* _ATIVIDADE_:
Resuma em duas frases o trecho sobre o filme "Morangos Silvestres".

* _TRECHO_:

O deitar na cama do velho Isak, o seu olhar distante, e logo depois o seu fechar de olhos, dizem tudo sobre quem foi Isak Borg. Um exímio na medicina com grande sucesso profissional, admirado em sua cidade natal, com estabilidade financeira, etc .. mais quem foi o homem, a pessoa por dentro, chamada Isak Borg ?. Isso se resume em nostalgia, culpa, tristeza, e principalmente falta de amor a todos em sua volta, sua familia (a relação de certo estranhamento com sua mãe é um retrato), seus raros amigos, e com simples conhecidos, com quem ele nunca procurou saber como estavam de verdade. Obviamente, como toda obra de Bergman, o filme é cercado de questões filosóficas, existenciais e algumas psicanalíticas que seriam facilmente tema de mestrado em psicanálise e/ou psicologia, pois são de uma profundidade sem igual em tal tema. Um filme que é estruturalmente muito simples, porém encanta ao discutir o passado de uma pessoa amarga, de uma maneira que nos atinge profundamente. É o simples feito de uma forma genial, memorável. É interessante também observar o contraponto que Bergman faz ao colocar em cena um trio de jovens ingênuos e cheios de vida e muitos sonhos, e logo depois um casal um pouco mais velho, que já aparenta sinais de amargura e cinismo entre si. Uma analogia ao próprio Isak, e a transformação que acontece com as pessoas quando não sabem envelhecer.
''- Vamos, Sorria !
''- Más dói tanto ..''
Más o que fascina é facilidade de Ingmar Bergman de nos fazer refletir a cada obra, sempre com questões como : vida, morte, adultério, Deus. Recomendo que vejam sua filmografia por completo, não há nenhum filme gratuito, um simples passatempo não existe em tal filmografia. Bergman sem dúvida é o grande responsável pela qualidade incomensurável de tal obra, os elogios seriam sempre pouco a ele. Indescritível, inarrável, indizível, insigne, um exímio realizador, um gênio inefável. Victor Sjöström realiza uma atuação magistral. Ele passa todos os sentimentos de seu personagem de uma maneira extremamente tocante, sua mudança é a nossa mudança. Não é atoa que Bergman ameaçou não filmar essa obra se Victor não aceitasse o papel principal (Victor era o diretor do filme favorito de Bergman, ''A Carruagem Fantasma'', uma das maiores obras-primas do cinema sueco). Mesmo com todo o elenco atuando bem, (Ingrid Thulin e Bibi Andersson também estão muito bem em cena), é estranho pensar que as atuações nunca se sobressaem sob à obra em si, o filme é sempre maior. Basta fazermos uma análise simples : quando lembramos de ''Morangos Silvestres'', na maioria das vezes não são os rostos em si que vemos em nossas mentes, e sim uma cena, lembramos de um diálogo marcante, ou um simples fato que acontecera.
"- Qual será a pena ?
- Pena ? a de sempre, creio.
- A de sempre ?
- A solidão."
Uma obra-prima daquelas pra se ver de joelhos, um esplendor para o cinema.

* _REGISTROS LISTADOS_:

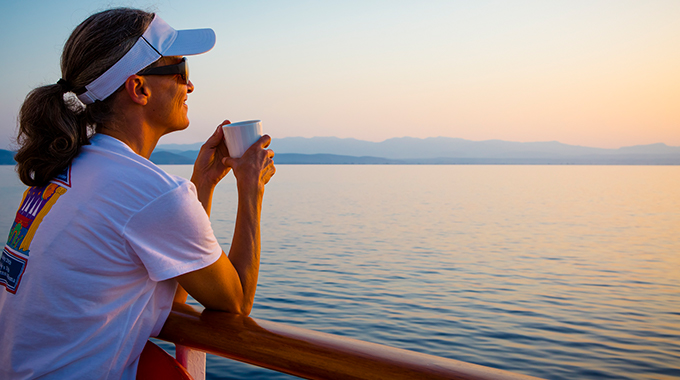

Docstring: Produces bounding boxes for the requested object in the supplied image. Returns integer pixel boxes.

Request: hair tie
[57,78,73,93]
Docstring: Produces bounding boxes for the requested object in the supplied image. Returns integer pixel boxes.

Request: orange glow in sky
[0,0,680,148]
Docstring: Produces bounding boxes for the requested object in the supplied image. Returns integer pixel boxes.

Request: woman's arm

* _RESPOSTA ESPERADA_:
O trecho apresenta Isak Borg como um médico de grande sucesso profissional, admirado em sua cidade natal, mas marcado por nostalgia, culpa, tristeza e falta de amor por todos à sua volta. Ele descreve o filme como estruturalmente simples e profundo ao discutir o passado de uma pessoa amarga, elogia Ingmar Bergman e a atuação magistral de Victor Sjöström e afirma que o filme é sempre maior do que as atuações.